◆ Given task A
Rewrite the paragraph of the Memorial Day reflection that begins "I haven't put much thought" as a shorter version that keeps its main facts.
◆ Given task B
Continue the Memorial Day reflection from the point where it stops.

------ Source document

I haven’t put much thought into Veterans’ or Memorial Day, even as a military member, until this past Monday. I remember being on watch last Sunday and having to work until mid-afternoon on Monday. I was griping quietly to myself and my wife about burning most of a four-day weekend, preparing for a security inspection. I sat down Monday evening to write and hit a wall. So, doing what any modern 29-year-old does, I opened Facebook and started scrolling through the lives of my friends and family. It was post after post about Memorial Day and being grateful to soldiers, remembering their sacrifice and our loss when they don’t come home. Or when they do, and they’re quite broken. It took about two minutes for me to realize what an enormous ass I had made of myself the previous 48 hours.

------------
------ Data listing

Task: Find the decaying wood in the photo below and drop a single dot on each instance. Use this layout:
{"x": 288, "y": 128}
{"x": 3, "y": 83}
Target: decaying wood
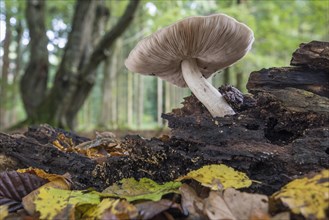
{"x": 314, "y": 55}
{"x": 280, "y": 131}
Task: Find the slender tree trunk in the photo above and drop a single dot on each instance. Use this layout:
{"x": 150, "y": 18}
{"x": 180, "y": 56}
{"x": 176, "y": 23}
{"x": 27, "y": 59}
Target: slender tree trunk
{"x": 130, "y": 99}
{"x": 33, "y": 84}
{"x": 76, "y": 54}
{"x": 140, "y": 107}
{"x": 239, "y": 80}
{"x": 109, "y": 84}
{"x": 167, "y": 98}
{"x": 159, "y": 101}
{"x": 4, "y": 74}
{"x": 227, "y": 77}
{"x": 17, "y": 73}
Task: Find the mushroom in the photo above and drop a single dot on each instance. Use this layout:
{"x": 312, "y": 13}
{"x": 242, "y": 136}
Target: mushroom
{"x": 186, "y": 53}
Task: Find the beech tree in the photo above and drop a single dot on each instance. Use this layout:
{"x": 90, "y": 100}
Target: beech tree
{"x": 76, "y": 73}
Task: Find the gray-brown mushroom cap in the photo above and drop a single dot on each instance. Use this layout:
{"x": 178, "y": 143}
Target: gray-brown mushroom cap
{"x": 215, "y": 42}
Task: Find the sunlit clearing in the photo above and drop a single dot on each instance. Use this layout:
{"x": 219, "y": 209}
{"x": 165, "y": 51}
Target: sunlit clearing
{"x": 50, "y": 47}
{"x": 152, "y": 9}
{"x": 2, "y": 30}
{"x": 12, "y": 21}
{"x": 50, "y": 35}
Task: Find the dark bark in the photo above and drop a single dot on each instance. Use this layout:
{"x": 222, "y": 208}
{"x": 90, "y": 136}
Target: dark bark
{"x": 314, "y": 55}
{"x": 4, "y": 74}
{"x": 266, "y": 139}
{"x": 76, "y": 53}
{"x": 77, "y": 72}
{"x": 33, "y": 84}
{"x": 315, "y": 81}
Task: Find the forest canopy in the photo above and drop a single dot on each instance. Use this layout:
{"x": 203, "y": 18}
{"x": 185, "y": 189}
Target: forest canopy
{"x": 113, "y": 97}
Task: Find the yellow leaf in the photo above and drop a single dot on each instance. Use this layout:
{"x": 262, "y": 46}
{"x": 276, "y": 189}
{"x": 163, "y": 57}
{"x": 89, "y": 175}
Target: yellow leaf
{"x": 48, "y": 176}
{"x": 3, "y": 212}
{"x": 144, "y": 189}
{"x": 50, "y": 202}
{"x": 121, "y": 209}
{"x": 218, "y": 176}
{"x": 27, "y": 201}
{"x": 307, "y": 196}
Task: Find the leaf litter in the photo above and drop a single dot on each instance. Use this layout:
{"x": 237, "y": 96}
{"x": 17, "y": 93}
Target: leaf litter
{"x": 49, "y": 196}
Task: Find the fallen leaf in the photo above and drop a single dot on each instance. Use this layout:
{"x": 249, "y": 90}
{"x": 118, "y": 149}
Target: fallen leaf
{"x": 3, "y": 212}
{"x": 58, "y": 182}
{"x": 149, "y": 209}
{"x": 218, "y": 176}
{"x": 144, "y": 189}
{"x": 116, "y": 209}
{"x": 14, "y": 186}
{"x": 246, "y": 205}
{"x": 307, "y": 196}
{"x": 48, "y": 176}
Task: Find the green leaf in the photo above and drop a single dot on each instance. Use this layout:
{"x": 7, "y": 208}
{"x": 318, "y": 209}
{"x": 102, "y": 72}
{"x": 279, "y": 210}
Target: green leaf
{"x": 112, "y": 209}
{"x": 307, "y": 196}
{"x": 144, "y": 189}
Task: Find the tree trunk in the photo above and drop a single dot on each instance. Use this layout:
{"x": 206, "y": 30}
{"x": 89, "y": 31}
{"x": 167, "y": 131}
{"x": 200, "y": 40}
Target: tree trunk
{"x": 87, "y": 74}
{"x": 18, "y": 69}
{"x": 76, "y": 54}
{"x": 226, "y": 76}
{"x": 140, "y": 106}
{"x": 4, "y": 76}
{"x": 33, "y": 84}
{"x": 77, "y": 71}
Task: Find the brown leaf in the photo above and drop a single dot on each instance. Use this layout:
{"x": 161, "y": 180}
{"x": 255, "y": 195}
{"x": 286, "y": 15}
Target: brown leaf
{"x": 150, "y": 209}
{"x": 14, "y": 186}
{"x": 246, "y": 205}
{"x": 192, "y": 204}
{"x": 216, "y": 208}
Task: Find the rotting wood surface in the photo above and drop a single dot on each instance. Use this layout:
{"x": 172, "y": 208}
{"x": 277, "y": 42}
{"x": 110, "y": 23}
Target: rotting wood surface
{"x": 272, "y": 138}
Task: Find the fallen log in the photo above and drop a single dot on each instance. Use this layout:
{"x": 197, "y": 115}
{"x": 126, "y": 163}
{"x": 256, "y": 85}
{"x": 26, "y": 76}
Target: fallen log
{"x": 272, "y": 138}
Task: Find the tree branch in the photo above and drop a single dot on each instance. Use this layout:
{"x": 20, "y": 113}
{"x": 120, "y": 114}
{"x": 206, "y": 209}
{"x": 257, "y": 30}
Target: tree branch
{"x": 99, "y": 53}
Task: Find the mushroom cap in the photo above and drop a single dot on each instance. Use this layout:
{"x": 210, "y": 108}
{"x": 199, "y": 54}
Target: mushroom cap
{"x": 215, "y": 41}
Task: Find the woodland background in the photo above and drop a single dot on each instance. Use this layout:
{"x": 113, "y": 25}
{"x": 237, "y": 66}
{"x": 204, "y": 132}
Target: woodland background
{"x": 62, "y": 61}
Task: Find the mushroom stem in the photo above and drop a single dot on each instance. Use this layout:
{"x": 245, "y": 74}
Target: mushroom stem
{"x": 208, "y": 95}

------------

◆ Exercise result A
Though a military member, I had given Veterans' and Memorial Day little thought until this past Monday. I'd spent most of a four-day weekend on watch, through mid-afternoon Monday, preparing for a security inspection, and complained about it to myself and my wife. That evening, stuck while trying to write, I scrolled Facebook and found post after post about Memorial Day, gratitude to soldiers, and those who never come home or return broken. Within about two minutes I saw what an enormous ass I had made of myself over the previous 48 hours.

◆ Exercise result B
While I spent that time muttering imprecations about the inefficient bureaucracy of the military, there were families and very lonely people visiting the Vietnam Wall; folks that have been grieving for the last 40 years. There were homeless men on the streets of Savannah, Georgia, weaving poppy blossoms from reeds and handing them out in silent remembrance. While I was bitching about being forced to come in to work again on my day off, there were men and women on ships and in the sandbox far from home, whose downtime consisted of taking off their body armor and putting their rifles down for long enough to eat and sleep, whose only break from endless watch rotations on their boat or submarine is the same movie they’ve seen a hundred times or the paperback that has been read so often they can almost recite their favorite chapter by heart. I closed the laptop in disgust with myself and went to bed.
I woke up Tuesday morning to a particularly vivid nightmare. I haven’t slept well since.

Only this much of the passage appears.